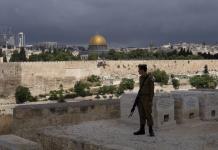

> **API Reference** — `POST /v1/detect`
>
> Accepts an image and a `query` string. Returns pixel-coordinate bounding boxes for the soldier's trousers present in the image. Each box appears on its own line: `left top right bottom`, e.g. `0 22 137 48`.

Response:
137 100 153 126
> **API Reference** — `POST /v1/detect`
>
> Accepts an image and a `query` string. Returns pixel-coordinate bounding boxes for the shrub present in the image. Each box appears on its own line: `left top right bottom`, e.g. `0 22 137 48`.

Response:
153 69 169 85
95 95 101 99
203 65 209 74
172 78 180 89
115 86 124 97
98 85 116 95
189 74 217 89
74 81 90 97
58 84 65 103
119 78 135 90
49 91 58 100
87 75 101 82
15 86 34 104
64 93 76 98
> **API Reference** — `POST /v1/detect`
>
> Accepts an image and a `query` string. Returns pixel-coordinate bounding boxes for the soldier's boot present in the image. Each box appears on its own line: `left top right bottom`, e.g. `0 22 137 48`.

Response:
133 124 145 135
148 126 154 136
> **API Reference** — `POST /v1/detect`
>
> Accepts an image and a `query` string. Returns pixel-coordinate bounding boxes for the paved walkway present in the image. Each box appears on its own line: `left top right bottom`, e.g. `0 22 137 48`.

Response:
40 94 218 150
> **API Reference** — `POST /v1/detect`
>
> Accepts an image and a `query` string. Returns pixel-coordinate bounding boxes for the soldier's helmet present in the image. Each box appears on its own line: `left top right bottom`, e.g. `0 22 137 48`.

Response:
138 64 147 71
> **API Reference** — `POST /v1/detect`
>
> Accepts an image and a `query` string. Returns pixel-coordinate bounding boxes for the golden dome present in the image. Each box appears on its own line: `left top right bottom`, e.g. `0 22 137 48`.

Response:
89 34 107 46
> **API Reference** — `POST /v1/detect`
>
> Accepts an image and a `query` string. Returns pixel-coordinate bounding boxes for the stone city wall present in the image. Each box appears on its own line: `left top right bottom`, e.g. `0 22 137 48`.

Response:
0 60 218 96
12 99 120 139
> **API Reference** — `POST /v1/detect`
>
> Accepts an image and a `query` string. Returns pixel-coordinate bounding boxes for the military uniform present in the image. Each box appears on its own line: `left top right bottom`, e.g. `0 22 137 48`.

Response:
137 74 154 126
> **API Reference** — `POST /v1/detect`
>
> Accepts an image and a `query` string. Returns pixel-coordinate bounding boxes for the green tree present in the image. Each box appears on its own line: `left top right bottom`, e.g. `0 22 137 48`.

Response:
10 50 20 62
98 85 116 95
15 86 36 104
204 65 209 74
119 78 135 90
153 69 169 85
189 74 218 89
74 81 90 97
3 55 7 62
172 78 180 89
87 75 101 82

--------

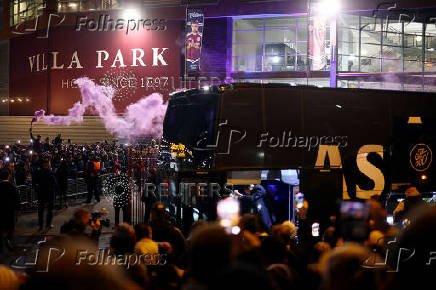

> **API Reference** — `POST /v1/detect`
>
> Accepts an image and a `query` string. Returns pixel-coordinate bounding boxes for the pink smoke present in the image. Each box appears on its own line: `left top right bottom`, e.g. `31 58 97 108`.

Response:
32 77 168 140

--------

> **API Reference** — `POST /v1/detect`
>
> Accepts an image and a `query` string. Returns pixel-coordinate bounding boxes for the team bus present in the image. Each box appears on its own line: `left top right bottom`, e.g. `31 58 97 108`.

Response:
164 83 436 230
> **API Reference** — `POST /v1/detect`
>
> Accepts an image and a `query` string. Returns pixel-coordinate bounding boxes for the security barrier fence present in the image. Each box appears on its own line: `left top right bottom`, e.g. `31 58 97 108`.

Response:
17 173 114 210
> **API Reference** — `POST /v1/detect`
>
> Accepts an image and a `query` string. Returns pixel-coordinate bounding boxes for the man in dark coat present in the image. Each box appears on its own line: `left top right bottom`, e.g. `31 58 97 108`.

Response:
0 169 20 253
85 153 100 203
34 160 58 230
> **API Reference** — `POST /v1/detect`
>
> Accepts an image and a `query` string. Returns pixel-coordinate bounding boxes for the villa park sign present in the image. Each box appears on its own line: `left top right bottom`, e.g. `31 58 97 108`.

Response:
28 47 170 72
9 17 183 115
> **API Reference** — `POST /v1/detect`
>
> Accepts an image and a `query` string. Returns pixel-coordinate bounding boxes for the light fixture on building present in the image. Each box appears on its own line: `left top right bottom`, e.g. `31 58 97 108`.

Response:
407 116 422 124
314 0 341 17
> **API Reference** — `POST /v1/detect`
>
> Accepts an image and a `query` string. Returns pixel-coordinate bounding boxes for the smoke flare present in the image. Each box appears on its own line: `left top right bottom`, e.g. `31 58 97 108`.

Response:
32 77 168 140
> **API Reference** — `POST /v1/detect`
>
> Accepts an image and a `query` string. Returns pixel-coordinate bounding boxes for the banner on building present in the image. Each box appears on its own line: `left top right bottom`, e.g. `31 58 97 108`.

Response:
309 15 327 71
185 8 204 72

--------

- **Instruction**: Count the lines in the entries above that contain the word "smoke", and give only that number.

- **Output for this exercise**: 2